• **Request**
Report how many lines of the records contain the string "pink". Give only the number.

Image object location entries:
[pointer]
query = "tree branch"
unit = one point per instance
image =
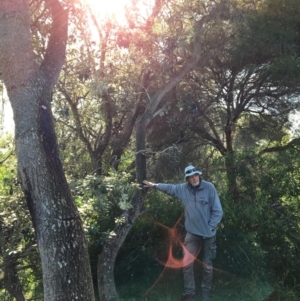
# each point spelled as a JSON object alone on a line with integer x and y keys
{"x": 56, "y": 49}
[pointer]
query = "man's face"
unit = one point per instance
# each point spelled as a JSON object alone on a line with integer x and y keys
{"x": 194, "y": 180}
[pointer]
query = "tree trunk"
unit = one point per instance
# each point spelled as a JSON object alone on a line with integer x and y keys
{"x": 59, "y": 232}
{"x": 107, "y": 258}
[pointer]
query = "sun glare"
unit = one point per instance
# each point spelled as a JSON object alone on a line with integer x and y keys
{"x": 116, "y": 9}
{"x": 112, "y": 9}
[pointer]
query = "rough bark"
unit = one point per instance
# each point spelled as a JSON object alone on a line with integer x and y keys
{"x": 59, "y": 232}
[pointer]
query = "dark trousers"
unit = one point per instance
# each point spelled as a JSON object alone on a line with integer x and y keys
{"x": 193, "y": 244}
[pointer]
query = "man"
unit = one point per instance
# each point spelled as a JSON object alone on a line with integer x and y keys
{"x": 203, "y": 213}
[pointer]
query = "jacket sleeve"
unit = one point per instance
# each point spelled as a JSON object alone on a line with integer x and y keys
{"x": 216, "y": 211}
{"x": 171, "y": 189}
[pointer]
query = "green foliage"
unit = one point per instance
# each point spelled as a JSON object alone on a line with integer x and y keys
{"x": 17, "y": 237}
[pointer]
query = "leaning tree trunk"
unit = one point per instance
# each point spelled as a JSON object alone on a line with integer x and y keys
{"x": 59, "y": 232}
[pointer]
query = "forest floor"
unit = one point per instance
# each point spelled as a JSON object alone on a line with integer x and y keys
{"x": 168, "y": 286}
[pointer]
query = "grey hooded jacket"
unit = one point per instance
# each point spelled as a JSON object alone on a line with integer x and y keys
{"x": 203, "y": 209}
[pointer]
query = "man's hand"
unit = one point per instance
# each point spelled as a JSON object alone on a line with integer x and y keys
{"x": 148, "y": 184}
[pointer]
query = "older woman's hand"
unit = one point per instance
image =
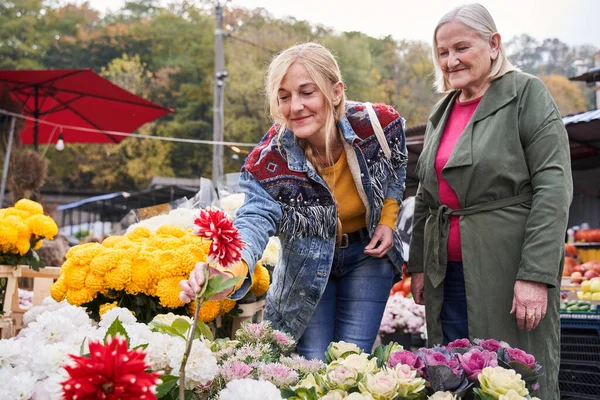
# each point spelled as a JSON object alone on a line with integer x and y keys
{"x": 192, "y": 286}
{"x": 381, "y": 242}
{"x": 529, "y": 303}
{"x": 417, "y": 287}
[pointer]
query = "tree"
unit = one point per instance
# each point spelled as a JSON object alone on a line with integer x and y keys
{"x": 568, "y": 95}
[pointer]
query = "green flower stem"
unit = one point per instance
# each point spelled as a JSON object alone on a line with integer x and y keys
{"x": 190, "y": 338}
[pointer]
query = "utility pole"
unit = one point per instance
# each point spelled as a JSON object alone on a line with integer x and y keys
{"x": 219, "y": 78}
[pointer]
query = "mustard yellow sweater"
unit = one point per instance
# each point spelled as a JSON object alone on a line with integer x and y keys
{"x": 351, "y": 209}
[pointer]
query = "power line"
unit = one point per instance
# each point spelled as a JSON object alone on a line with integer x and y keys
{"x": 258, "y": 46}
{"x": 124, "y": 134}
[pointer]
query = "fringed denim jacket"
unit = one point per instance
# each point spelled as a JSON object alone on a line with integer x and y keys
{"x": 284, "y": 196}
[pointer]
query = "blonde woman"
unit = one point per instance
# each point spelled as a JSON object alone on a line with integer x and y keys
{"x": 321, "y": 180}
{"x": 491, "y": 210}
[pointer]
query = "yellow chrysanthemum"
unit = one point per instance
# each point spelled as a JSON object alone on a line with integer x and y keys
{"x": 168, "y": 292}
{"x": 78, "y": 297}
{"x": 22, "y": 246}
{"x": 42, "y": 226}
{"x": 8, "y": 234}
{"x": 30, "y": 206}
{"x": 76, "y": 278}
{"x": 227, "y": 305}
{"x": 260, "y": 280}
{"x": 163, "y": 242}
{"x": 94, "y": 283}
{"x": 111, "y": 241}
{"x": 11, "y": 211}
{"x": 139, "y": 233}
{"x": 185, "y": 260}
{"x": 120, "y": 277}
{"x": 208, "y": 311}
{"x": 106, "y": 261}
{"x": 58, "y": 290}
{"x": 141, "y": 274}
{"x": 171, "y": 230}
{"x": 106, "y": 306}
{"x": 83, "y": 254}
{"x": 164, "y": 264}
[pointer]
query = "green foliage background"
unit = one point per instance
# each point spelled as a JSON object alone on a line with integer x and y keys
{"x": 166, "y": 54}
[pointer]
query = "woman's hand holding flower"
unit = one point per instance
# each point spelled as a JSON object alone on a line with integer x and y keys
{"x": 193, "y": 286}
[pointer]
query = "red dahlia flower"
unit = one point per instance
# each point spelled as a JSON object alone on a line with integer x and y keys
{"x": 226, "y": 244}
{"x": 112, "y": 372}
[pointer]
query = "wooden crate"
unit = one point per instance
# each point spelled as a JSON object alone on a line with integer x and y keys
{"x": 252, "y": 312}
{"x": 42, "y": 281}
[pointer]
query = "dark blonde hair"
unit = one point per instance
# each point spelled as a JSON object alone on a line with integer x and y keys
{"x": 324, "y": 71}
{"x": 478, "y": 18}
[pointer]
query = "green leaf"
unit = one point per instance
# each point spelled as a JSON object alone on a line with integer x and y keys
{"x": 162, "y": 328}
{"x": 203, "y": 330}
{"x": 82, "y": 347}
{"x": 181, "y": 326}
{"x": 116, "y": 328}
{"x": 142, "y": 346}
{"x": 168, "y": 383}
{"x": 217, "y": 284}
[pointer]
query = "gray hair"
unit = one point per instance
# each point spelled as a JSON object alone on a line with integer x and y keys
{"x": 478, "y": 18}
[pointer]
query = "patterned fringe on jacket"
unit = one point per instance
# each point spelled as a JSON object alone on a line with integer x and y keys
{"x": 309, "y": 221}
{"x": 384, "y": 169}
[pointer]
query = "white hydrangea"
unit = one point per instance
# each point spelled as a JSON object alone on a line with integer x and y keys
{"x": 50, "y": 328}
{"x": 250, "y": 389}
{"x": 125, "y": 316}
{"x": 17, "y": 384}
{"x": 169, "y": 318}
{"x": 48, "y": 304}
{"x": 50, "y": 388}
{"x": 10, "y": 351}
{"x": 201, "y": 366}
{"x": 160, "y": 347}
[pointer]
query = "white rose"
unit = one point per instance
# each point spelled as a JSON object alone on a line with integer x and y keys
{"x": 360, "y": 362}
{"x": 442, "y": 396}
{"x": 382, "y": 385}
{"x": 341, "y": 377}
{"x": 336, "y": 350}
{"x": 335, "y": 394}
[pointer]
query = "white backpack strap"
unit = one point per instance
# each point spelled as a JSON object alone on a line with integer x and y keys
{"x": 378, "y": 130}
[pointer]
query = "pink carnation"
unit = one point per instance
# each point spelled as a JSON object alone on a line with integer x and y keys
{"x": 459, "y": 343}
{"x": 490, "y": 344}
{"x": 522, "y": 357}
{"x": 235, "y": 370}
{"x": 406, "y": 358}
{"x": 474, "y": 361}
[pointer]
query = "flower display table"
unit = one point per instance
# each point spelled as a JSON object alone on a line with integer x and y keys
{"x": 42, "y": 281}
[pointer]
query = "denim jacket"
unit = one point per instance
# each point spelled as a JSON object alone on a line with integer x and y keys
{"x": 285, "y": 196}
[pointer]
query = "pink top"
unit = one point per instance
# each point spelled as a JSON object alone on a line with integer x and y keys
{"x": 457, "y": 121}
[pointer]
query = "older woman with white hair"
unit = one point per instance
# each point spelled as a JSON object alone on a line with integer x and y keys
{"x": 491, "y": 210}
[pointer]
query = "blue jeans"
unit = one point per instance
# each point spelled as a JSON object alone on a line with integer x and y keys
{"x": 455, "y": 322}
{"x": 352, "y": 305}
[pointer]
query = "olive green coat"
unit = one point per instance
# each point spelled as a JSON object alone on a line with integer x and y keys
{"x": 515, "y": 144}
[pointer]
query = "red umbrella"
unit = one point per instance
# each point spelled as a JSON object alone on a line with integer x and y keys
{"x": 78, "y": 98}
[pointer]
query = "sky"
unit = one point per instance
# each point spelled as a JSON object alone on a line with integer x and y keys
{"x": 574, "y": 22}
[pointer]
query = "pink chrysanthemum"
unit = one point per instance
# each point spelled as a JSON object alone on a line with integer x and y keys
{"x": 112, "y": 372}
{"x": 227, "y": 244}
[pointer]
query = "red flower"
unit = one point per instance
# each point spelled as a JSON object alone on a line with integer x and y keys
{"x": 226, "y": 244}
{"x": 112, "y": 372}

• **The answer**
3